▸ Provided passage:
···

According to Bloomberg data, absent the rebasing exercise, the December figure would have represented Ghana’s lowest inflation rate in 23 years.
Although food prices rose by 1.1 percent on a monthly basis due to seasonal factors, Iddrisu cautioned that short-term fluctuations may persist even as broader inflationary pressures continue to ease.
On an annual average basis, inflation fell to 14.6 percent in 2025, from 21 percent in 2024 and 30.2 percent in 2023, according to the World Bank. Headline inflation has now declined sharply from 23.5 percent at the start of 2025 to 5.4 percent in December.
This marks a dramatic reversal from December 2022, when inflation peaked above 54 percent at the height of Ghana’s currency and balance-of-payments crisis.
The sustained disinflation has given policymakers confidence to unwind emergency tightening measures without destabilising the exchange rate.
BusinessDay earlier reported that Ghana emerged as Africa’s most aggressive rate-cutter in 2025. Between January and November, the Bank of Ghana slashed its benchmark policy rate by 1,000 basis points, from 27 percent to 18 percent — the lowest level since April 2022.
Inflation returned to the central bank’s target band of 6–8 percent in September, when it slowed to 9.4 percent, reinforcing expectations that price stability is taking hold as fiscal and monetary conditions stabilise.
The easing inflation backdrop has also coincided with improving growth dynamics. Africa’s largest gold producer expanded by 5.5 percent year-on-year in the third quarter of 2025, supported by a recovery in agriculture and services, the statistics agency said last month.
External support has strengthened as well. The International Monetary Fund recently completed the fifth review of Ghana’s loan programme, unlocking an immediate disbursement of about $385 million and bolstering confidence in the country’s reform trajectory.
Ghana’s inflation slowdown has been reinforced by a strong currency rebound. Bloomberg data show the cedi has posted its first annual gain against the US dollar since at least 1994, buoyed by record gold prices and broad dollar weakness.
The cedi has appreciated about 41 percent so far this year, making it the strongest-performing currency among 144 tracked globally, excluding the Russian rouble.
The rally marks a sharp reversal for a currency that suffered persistent depreciation over the past decade due to fiscal slippages and balance-of-payments pressures.
The gains follow Ghana’s early repayment of a $709 million Eurobond, signalling renewed confidence in its debt-restructuring programme and reinforcing the country’s broader economic recovery.

···

▸ Provided material:
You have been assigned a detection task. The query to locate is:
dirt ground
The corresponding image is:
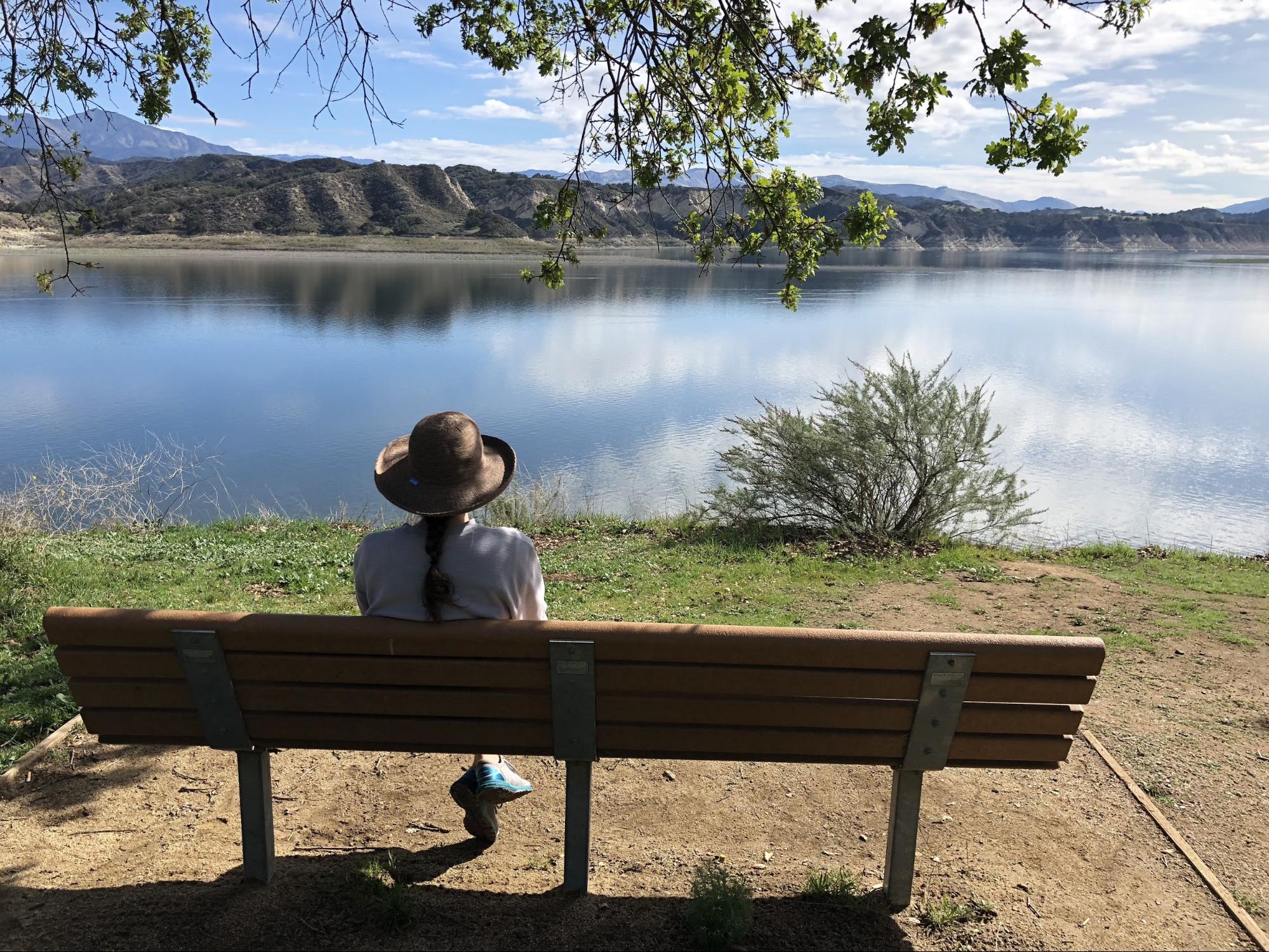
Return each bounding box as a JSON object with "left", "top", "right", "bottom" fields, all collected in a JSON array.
[{"left": 0, "top": 562, "right": 1269, "bottom": 949}]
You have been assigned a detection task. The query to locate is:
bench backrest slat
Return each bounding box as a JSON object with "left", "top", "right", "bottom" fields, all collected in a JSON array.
[
  {"left": 70, "top": 678, "right": 1084, "bottom": 734},
  {"left": 46, "top": 609, "right": 1104, "bottom": 767},
  {"left": 44, "top": 608, "right": 1105, "bottom": 675}
]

···

▸ To be done:
[1] Rewrite the Ghana inflation article from "BusinessDay earlier reported" up to and including "said last month.", putting "Ghanaian central bank" in place of "Bank of Ghana".
[2] Copy out the image-labeling records word for word, leaving out the pictures.
The article on Ghana's inflation and the records have nothing to do with each other.

▸ Solutions:
[1]
BusinessDay earlier reported that Ghana emerged as Africa’s most aggressive rate-cutter in 2025. Between January and November, the Ghanaian central bank slashed its benchmark policy rate by 1,000 basis points, from 27 percent to 18 percent — the lowest level since April 2022.
Inflation returned to the central bank’s target band of 6–8 percent in September, when it slowed to 9.4 percent, reinforcing expectations that price stability is taking hold as fiscal and monetary conditions stabilise.
The easing inflation backdrop has also coincided with improving growth dynamics. Africa’s largest gold producer expanded by 5.5 percent year-on-year in the third quarter of 2025, supported by a recovery in agriculture and services, the statistics agency said last month.

[2]
You have been assigned a detection task. The query to locate is:
dirt ground
The corresponding image is:
Return each bounding box as a JSON object with "left", "top", "right", "bottom" fields, all collected in a JSON array.
[{"left": 0, "top": 562, "right": 1269, "bottom": 949}]
You have been assigned a detection task. The query to locate is:
bench backrest slat
Return each bounding box as a JSON object with "left", "top", "right", "bottom" fields, all collected in a JSON array.
[
  {"left": 70, "top": 678, "right": 1084, "bottom": 734},
  {"left": 46, "top": 609, "right": 1104, "bottom": 767},
  {"left": 44, "top": 608, "right": 1105, "bottom": 675}
]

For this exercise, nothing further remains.